• [Required work]
**A.** Translate this sentence from the passage about the album into Spanish: "George Avakian of Columbia Records was in the audience, and his brother Aram persuaded him that he ought to sign Davis to the label."
**B.** Name every musician the passage about the album says played with Davis in the all-star jam session at the 1955 Newport Jazz Festival.
═══ Source passage
Although it had a lukewarm reception upon its release, ‘Round About Midnight has since been regarded by critics as a masterpiece of the hard bop genre and one of the greatest jazz albums of all time.

At the Newport Jazz Festival in 1955, Davis performed the song “‘Round Midnight” as part of an all-star jam session, with the song’s composer Thelonious Monk, along with Connie Kay and Percy Heath of the Modern Jazz Quartet, Zoot Sims, and Gerry Mulligan. Davis’s solo received an extremely positive reception from many jazz fans, and critics. It was viewed as a significant comeback and indication of a healthy, drug-free Davis (he had in fact been free from heroin addiction for well over a year). Davis’ response to this performance was typically laconic: “What are they talking about? I just played the way I always play.”[5] George Avakian of Columbia Records was in the audience, and his brother Aram persuaded him that he ought to sign Davis to the label.[6] Davis was eventually signed to Columbia Records, and was able to form his famous “first great quintet” with John Coltrane on saxophone. ‘Round About Midnight was to be his first album for his new label.
══════
═══ Dataset excerpts
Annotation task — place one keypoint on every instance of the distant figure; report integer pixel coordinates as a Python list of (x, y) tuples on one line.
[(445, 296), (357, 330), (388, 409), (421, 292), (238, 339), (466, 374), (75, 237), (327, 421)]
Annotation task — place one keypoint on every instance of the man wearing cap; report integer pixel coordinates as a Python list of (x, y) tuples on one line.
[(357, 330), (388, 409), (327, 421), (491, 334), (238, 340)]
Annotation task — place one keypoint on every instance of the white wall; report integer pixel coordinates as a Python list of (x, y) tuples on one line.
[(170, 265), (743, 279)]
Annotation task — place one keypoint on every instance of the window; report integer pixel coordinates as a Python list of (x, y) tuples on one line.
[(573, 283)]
══════
═══ Dataset excerpts
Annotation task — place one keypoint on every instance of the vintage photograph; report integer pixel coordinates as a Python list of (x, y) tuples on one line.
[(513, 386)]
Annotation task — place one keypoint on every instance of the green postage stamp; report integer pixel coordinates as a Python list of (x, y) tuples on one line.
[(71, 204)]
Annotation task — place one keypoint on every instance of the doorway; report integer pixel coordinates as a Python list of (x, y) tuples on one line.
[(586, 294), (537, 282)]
══════
• [Solutions]
**A.** George Avakian, de Columbia Records, estaba entre el público, y su hermano Aram lo convenció de que debía contratar a Davis para el sello.

**B.**
Thelonious Monk
Connie Kay
Percy Heath
Zoot Sims
Gerry Mulligan